*To do*:
Update these lines by replacing each "keypoint" with "target point" and leaving everything else unchanged.

*Dataset records*:
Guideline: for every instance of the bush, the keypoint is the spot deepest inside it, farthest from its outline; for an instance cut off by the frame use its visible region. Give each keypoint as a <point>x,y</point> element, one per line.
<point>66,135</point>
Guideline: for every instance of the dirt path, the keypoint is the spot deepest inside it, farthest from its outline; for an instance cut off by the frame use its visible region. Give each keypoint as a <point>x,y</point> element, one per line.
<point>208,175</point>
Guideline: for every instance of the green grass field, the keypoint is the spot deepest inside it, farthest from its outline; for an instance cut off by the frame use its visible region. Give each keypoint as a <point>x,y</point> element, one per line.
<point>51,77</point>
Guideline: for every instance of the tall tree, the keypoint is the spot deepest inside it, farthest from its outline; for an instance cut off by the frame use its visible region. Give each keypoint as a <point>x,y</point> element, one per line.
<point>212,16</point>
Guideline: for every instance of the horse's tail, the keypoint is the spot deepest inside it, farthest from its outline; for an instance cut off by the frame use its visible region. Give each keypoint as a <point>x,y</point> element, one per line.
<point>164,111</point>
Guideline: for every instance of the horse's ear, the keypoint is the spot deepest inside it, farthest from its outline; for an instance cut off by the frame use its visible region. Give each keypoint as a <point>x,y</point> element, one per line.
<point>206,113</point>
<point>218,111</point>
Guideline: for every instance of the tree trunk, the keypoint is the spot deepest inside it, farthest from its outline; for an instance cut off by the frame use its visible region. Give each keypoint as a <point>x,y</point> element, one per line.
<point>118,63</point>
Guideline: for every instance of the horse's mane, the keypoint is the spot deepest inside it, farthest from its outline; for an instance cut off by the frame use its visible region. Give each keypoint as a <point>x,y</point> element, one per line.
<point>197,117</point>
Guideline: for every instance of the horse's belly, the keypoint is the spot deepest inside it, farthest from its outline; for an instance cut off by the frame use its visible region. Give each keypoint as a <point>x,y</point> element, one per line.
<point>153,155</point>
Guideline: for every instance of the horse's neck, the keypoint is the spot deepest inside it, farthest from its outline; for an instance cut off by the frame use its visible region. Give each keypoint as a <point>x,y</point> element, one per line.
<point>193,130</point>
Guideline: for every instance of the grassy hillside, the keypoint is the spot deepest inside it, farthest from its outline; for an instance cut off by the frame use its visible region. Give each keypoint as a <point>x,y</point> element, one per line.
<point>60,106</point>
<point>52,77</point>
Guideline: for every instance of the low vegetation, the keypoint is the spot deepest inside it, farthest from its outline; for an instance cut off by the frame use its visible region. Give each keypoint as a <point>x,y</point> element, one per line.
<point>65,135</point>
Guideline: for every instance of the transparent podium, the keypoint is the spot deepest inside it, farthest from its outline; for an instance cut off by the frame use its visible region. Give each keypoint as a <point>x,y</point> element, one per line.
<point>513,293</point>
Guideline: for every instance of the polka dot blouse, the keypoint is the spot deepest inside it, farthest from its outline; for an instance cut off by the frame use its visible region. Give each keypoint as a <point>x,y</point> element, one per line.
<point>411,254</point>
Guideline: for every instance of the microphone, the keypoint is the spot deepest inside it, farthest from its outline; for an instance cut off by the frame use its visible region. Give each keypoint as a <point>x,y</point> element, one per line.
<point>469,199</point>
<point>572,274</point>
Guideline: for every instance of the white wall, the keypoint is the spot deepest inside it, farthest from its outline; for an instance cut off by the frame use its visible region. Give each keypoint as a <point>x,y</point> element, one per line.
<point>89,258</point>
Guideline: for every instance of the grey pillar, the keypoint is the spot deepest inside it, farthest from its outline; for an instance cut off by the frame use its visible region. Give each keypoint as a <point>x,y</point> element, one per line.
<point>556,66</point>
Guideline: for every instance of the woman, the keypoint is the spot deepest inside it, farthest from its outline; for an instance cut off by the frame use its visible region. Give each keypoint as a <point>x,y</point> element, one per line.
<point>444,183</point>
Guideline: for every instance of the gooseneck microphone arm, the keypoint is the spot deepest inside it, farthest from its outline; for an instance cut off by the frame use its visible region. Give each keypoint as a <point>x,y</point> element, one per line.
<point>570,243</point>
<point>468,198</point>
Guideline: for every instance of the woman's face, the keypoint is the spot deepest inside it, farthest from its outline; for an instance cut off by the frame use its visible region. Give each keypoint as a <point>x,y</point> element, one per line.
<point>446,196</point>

*Exercise result*:
Guideline: for every instance of the bush, the target point is the spot deepest inside it, farthest from its outline; for an instance cut off by the frame use its visible region. Give each target point as a <point>x,y</point> element, one per line.
<point>66,135</point>
Guideline: for every instance of the dirt path, the target point is the spot deepest inside it, farthest from its outline; for an instance cut off by the frame use its visible region. Give each target point as a <point>x,y</point> element, one per line.
<point>208,175</point>
Guideline: for every instance of the green grass field, the target point is the spot deepest inside it, farthest from its outline; for an instance cut off by the frame use its visible region. Give each target point as a <point>x,y</point> element, one per line.
<point>51,77</point>
Guideline: for every instance of the tall tree, the target point is the spot deepest inside it, farthest from its outline; for an instance cut off by the frame use its visible region. Give each target point as a <point>x,y</point> element, one per line.
<point>212,16</point>
Guideline: for every instance of the horse's tail, the target point is the spot deepest inside it, farthest from its outline; for an instance cut off by the frame use its visible region. Give each target point as a <point>x,y</point> element, one per line.
<point>164,111</point>
Guideline: for every instance of the horse's ear, the target point is the spot deepest inside it, farthest from its outline; for an instance cut off by the frame use its visible region. Give each target point as a <point>x,y</point> element, one per line.
<point>206,113</point>
<point>218,111</point>
Guideline: for every instance of the tree trunk, the target point is the spot deepest inside it, farthest from its outline; for an instance cut off by the frame use its visible region. Give each target point as a <point>x,y</point> element, one per line.
<point>118,63</point>
Guideline: for every instance of the horse's mane, the target point is the spot deepest inside it, farthest from its outline; for an instance cut off by the frame use its visible region. Give each target point as a <point>x,y</point> element, one per line.
<point>197,117</point>
Guideline: for every instance of the horse's belly, the target point is the spot deepest inside it, farthest from its outline; for an instance cut off by the frame use its visible region. Give each target point as a <point>x,y</point> element, one per line.
<point>153,155</point>
Guideline: for every instance of the horse's neck, the target point is the spot deepest inside it, farthest from its outline; for an instance cut off by the frame use its visible region. Give each target point as a <point>x,y</point> element, one per line.
<point>193,130</point>
Guideline: for every instance of the grassy hillside, the target point is the spot deepest inside it, farthest from its outline; for an instance cut off by the frame use its visible region. Give each target point as a <point>x,y</point> element, one per line.
<point>60,106</point>
<point>52,77</point>
Guideline: for every instance of the low vegetation, the target point is the spot deepest inside it, farthest from its outline; for an instance cut off by the frame use its visible region. Give each target point as a <point>x,y</point> element, one per line.
<point>65,135</point>
Guideline: for every instance of the transparent podium, the target point is the spot deepest inside it, farthest from its outline; for an instance cut off by the frame use its visible region. Give each target point as a <point>x,y</point> element, one per line.
<point>513,293</point>
Guideline: for every instance of the polka dot blouse, the target point is the spot deepest inside it, farthest from its outline; for an instance cut off by the frame use its visible region. Give each target point as a <point>x,y</point> element, one per line.
<point>411,254</point>
Guideline: for every instance of the microphone, the target point is the spot deepest inside it, farthest from its outline; for an instance cut off by the frame use its visible region. Give each target point as a <point>x,y</point> element, one per line.
<point>469,199</point>
<point>572,274</point>
Guideline: for every instance of the white wall, the target point is the spot deepest inside it, farthest from its outline; for an instance cut off by the frame use its visible region. Give each target point as a <point>x,y</point> element, one per line.
<point>89,258</point>
Guideline: for every instance of the grey pillar, the target point is the spot deepest inside it, farthest from its outline; for an instance cut off by the frame use its visible region. Give each target point as a <point>x,y</point> element, one per line.
<point>556,66</point>
Guideline: for every instance of the woman, the target point is the spot deepest inside it, farthest from its outline; for an instance cut off by the frame use its visible region. Give each target point as a <point>x,y</point> element, one per line.
<point>444,183</point>
Guideline: for every instance of the gooseneck microphone arm, the target point is the spot deepest inside it, farthest from its outline; for an instance cut off by the frame use its visible region. Give each target point as a <point>x,y</point> element, one per line.
<point>570,243</point>
<point>468,198</point>
Guideline: for every instance of the woman's face, the target point is the spot deepest inside it, farthest from its outline; for an instance cut off by the frame use its visible region. Give each target point as a <point>x,y</point> element, one per line.
<point>446,196</point>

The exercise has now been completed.